Stored items:
#####

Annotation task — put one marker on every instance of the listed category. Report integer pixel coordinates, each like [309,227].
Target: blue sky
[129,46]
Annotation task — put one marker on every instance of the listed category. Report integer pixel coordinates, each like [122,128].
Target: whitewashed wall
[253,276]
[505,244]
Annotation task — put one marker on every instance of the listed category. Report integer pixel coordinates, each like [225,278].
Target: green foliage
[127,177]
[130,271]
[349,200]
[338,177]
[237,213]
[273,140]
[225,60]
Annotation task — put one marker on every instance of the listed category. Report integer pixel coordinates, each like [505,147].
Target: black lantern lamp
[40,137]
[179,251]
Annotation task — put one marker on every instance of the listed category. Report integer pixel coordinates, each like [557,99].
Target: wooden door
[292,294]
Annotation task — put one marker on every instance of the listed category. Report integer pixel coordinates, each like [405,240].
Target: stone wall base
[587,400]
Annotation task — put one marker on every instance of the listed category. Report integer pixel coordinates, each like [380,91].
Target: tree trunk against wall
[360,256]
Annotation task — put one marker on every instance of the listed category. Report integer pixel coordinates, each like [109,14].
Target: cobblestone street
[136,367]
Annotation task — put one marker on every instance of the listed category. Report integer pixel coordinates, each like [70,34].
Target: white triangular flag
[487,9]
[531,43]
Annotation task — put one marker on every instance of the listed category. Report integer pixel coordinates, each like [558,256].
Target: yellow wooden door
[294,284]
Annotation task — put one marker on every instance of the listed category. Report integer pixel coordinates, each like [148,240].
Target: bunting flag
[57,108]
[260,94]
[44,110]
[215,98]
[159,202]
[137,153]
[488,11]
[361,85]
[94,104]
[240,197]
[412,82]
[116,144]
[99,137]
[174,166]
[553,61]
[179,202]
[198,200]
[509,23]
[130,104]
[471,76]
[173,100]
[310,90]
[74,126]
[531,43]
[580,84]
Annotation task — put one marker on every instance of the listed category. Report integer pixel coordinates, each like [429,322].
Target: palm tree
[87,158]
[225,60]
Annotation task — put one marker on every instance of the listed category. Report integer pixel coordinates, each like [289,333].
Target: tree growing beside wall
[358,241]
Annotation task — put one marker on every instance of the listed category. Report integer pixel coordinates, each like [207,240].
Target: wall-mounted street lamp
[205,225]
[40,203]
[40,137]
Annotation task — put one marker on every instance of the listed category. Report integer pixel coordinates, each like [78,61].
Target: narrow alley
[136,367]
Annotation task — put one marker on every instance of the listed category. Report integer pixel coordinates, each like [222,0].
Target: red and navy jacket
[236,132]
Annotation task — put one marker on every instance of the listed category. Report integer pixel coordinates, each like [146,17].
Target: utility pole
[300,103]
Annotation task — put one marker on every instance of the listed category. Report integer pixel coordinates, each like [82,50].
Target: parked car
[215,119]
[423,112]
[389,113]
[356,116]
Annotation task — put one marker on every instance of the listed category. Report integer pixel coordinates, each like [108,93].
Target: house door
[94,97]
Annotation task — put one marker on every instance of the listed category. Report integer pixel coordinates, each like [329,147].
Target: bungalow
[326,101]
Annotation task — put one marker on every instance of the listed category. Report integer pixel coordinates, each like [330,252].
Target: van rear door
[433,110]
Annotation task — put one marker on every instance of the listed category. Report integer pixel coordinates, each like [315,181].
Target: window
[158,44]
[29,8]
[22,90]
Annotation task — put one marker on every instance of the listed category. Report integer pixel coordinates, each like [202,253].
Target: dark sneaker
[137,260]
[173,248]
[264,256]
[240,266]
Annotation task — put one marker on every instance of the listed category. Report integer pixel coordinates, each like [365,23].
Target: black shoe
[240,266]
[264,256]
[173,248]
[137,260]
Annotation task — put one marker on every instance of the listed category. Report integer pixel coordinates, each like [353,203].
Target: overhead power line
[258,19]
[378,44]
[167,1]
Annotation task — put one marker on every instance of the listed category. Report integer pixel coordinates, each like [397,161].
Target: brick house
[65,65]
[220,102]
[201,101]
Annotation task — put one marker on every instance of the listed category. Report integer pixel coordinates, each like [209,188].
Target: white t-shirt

#####

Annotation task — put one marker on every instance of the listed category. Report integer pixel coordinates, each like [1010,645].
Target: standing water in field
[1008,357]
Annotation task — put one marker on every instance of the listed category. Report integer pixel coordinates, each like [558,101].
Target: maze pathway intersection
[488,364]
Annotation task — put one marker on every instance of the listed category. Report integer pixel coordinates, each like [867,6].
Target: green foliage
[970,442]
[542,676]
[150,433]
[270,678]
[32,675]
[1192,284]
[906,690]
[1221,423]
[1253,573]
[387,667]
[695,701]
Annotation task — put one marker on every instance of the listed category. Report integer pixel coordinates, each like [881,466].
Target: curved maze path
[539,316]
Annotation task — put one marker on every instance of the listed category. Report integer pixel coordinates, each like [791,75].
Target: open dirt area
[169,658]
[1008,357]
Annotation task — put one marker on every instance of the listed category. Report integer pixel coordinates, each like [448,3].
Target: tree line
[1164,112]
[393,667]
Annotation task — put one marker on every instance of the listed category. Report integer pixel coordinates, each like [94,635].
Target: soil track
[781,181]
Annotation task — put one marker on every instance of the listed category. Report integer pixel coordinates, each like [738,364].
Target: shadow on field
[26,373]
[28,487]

#####

Please find each line in the items above that contains the string "house" and copy it out in full. The match is case-sensitive.

## THE RESPONSE
Target: house door
Target: brick house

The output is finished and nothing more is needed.